_What you should do_. Start at the line containing "of the city" and copy every line through the end of the entries, requests included. Multiply each coordinate in the answers by 1.45 and round to the nearest whole number, with halves rounded up.

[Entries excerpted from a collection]
## start

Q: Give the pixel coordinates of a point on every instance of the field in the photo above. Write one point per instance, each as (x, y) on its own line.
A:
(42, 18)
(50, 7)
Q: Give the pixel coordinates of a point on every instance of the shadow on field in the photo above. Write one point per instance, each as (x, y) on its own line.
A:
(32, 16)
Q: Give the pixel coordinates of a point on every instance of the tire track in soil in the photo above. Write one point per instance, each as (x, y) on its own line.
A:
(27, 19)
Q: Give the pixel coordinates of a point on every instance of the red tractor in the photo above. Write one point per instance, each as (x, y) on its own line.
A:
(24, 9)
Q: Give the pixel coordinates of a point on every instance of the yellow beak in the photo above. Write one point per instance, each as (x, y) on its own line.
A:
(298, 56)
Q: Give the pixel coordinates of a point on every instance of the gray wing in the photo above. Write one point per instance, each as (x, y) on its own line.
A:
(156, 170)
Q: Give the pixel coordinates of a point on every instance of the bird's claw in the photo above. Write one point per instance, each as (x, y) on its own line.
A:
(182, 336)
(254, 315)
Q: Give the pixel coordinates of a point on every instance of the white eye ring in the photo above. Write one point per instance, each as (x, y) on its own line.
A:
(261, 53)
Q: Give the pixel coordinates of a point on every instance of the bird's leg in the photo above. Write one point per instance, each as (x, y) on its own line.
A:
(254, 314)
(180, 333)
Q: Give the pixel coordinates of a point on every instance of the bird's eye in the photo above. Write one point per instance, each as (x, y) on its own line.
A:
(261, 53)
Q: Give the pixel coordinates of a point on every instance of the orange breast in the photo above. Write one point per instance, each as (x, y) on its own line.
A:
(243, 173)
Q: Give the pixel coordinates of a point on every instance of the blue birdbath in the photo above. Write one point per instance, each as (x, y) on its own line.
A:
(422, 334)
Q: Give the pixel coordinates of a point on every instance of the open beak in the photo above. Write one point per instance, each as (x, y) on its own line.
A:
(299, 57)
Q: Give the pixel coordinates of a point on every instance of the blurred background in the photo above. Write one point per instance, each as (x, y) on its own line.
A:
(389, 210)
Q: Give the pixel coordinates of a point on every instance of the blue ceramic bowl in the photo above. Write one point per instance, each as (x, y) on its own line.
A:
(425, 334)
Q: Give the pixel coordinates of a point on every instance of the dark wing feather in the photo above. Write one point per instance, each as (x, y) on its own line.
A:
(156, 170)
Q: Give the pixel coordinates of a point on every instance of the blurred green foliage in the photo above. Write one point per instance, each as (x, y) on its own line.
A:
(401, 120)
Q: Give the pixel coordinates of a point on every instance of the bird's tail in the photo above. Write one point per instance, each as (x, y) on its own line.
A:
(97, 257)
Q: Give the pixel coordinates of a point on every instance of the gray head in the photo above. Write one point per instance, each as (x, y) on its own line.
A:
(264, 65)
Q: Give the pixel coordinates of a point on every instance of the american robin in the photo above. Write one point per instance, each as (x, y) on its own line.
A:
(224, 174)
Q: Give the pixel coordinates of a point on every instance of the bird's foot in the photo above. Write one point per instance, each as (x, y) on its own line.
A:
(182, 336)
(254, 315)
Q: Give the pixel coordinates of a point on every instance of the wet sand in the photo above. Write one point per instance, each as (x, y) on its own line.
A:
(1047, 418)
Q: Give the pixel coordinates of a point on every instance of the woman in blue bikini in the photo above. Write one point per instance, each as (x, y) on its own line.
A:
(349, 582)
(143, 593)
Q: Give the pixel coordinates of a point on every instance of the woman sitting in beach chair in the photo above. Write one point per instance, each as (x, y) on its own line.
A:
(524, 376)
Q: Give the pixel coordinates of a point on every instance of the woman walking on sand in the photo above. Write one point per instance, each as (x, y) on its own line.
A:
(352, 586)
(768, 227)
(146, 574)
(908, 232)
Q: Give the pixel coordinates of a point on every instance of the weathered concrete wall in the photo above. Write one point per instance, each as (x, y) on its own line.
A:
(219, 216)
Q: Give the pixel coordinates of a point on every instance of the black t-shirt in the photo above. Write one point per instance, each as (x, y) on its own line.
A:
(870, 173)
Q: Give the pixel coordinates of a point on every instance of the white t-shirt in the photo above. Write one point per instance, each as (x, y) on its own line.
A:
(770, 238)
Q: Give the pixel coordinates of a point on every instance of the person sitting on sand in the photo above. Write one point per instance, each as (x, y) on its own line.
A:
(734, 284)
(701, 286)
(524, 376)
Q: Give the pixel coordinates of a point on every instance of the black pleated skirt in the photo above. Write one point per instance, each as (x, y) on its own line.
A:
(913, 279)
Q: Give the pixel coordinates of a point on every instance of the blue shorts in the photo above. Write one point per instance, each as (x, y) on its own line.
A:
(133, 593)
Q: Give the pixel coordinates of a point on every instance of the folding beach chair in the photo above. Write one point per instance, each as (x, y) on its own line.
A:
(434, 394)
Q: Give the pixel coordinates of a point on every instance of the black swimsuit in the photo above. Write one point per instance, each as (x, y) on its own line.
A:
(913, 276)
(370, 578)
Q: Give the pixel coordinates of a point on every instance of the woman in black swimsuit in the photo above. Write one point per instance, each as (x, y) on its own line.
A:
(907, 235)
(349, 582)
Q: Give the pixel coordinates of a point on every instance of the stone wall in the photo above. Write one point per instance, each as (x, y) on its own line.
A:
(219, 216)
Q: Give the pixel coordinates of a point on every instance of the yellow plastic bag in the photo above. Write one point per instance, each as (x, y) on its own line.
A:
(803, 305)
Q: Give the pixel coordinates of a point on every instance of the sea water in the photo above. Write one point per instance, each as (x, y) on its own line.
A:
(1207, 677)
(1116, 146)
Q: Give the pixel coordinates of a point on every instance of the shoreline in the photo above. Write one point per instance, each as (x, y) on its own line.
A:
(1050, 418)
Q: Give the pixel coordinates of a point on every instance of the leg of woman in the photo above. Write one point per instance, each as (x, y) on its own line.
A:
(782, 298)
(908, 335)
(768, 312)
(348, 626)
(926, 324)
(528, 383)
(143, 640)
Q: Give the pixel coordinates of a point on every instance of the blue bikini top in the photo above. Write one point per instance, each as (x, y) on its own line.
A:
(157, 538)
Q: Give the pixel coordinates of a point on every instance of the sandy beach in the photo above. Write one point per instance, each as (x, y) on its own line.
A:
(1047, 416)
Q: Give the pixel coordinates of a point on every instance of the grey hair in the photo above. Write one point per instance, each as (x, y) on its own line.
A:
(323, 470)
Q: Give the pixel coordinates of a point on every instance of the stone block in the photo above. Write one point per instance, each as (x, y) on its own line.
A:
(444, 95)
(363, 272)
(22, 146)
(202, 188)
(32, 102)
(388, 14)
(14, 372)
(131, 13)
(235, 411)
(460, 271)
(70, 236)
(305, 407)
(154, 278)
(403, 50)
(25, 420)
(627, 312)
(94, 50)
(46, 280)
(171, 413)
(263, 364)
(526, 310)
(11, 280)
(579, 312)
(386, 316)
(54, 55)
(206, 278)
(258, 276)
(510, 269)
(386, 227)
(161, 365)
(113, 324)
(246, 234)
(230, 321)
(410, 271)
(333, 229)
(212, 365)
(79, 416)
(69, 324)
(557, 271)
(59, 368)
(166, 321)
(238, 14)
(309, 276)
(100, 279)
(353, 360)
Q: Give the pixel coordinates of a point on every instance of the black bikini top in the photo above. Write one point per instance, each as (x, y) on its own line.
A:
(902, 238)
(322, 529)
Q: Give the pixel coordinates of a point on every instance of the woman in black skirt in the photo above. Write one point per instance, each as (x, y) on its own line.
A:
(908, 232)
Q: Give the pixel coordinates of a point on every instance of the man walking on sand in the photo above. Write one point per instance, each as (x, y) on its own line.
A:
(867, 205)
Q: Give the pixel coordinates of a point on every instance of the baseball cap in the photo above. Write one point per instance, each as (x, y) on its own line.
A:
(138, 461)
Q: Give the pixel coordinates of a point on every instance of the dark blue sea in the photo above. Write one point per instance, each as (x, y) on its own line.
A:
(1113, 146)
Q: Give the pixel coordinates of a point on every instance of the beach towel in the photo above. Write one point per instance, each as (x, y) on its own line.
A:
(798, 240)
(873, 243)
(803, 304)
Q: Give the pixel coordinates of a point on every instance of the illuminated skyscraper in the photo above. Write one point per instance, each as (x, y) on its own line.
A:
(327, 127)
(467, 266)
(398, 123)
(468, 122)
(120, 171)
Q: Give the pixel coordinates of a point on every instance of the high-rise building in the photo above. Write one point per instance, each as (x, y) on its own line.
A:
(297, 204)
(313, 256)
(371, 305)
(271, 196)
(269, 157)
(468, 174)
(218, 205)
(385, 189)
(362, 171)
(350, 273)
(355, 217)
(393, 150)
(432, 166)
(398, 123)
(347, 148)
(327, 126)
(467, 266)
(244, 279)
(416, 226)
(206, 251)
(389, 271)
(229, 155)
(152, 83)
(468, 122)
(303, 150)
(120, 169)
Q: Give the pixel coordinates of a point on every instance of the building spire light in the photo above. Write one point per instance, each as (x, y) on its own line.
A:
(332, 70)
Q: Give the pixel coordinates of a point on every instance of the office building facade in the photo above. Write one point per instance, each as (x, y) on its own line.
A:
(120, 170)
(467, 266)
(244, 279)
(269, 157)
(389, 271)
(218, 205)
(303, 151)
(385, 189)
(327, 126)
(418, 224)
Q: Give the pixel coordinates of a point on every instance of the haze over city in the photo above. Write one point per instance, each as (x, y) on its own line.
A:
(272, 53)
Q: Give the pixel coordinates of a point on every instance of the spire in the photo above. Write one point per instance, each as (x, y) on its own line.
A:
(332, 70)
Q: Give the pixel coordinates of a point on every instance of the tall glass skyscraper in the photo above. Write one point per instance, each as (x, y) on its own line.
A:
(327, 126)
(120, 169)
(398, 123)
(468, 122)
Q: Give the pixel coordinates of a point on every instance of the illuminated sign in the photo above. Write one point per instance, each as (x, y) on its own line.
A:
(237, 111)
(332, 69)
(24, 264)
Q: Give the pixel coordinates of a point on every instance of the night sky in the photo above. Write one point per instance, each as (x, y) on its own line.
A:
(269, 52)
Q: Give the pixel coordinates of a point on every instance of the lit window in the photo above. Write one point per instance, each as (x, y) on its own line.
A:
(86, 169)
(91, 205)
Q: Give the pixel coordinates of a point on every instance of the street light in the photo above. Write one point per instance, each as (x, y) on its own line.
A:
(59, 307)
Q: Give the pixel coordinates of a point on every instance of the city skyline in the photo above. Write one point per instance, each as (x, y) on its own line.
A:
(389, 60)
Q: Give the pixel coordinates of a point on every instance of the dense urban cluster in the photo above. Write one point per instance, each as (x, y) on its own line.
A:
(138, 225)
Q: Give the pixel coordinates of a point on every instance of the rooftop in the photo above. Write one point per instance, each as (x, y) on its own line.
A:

## end

_Written answer_.
Q: Give the pixel coordinates of a point on every instance of the city skyline in the photo above. Write one point per instance, each as (x, y) on its own line.
A:
(564, 87)
Q: Give the pixel coordinates of a point on every instance of the dense urban cluster in the photo above. Write one point per instance, each as (x, y) on its own line.
A:
(200, 326)
Q: Give the pixel coordinates of a point on every instance of the rooftop in the photo above. Write one point per instance, each as (x, y) on its own line.
A:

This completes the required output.